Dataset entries

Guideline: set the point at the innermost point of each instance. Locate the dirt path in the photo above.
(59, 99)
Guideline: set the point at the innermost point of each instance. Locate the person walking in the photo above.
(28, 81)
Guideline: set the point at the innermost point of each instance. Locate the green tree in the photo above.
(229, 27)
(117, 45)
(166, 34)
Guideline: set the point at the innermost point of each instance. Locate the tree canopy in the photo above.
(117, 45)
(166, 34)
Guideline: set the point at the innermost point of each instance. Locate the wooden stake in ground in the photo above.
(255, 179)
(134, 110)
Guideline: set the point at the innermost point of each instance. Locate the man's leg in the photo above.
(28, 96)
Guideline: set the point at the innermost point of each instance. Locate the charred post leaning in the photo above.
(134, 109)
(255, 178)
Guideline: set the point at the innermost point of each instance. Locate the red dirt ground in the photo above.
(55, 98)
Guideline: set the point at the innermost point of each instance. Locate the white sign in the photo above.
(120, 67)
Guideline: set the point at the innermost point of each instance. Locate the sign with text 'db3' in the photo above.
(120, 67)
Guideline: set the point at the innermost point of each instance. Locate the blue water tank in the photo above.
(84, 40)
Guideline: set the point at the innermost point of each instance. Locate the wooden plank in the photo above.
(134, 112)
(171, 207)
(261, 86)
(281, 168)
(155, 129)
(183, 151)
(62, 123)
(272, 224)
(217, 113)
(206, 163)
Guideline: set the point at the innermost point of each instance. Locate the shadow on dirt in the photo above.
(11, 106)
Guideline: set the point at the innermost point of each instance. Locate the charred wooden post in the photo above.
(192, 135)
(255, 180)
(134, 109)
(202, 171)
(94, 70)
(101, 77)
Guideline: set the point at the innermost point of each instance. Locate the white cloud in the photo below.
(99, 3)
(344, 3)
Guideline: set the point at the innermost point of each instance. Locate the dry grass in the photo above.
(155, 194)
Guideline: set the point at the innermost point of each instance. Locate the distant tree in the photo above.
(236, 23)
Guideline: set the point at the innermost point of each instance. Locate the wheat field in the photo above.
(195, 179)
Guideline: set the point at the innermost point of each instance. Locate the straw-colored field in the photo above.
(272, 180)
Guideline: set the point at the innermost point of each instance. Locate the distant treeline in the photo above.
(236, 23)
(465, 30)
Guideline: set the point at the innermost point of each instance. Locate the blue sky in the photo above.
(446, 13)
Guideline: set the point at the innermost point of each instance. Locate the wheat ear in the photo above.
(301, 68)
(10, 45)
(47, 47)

## [Task objective]
Copy every line of the data from the line containing "wheat field in the photo above." through the end, raising each coordinate in the answers by 136.

## [Reply]
Guideline: set the point at the innermost point of each instance. Locate the wheat field in the photo above.
(331, 315)
Guideline: set the point at the innermost point of each instance. Locate the straw-colored field in the photo above.
(408, 316)
Guideline: set the point at the innermost point of each instance. Locate the distant treeline in the photo above.
(372, 159)
(601, 166)
Guideline: set the point at the innermost point of each instance. Locate the blue sky in the photo above.
(582, 149)
Guideline: set the point at the innermost point of each instance. Locate the wheat ear in the photo above.
(437, 204)
(146, 181)
(183, 183)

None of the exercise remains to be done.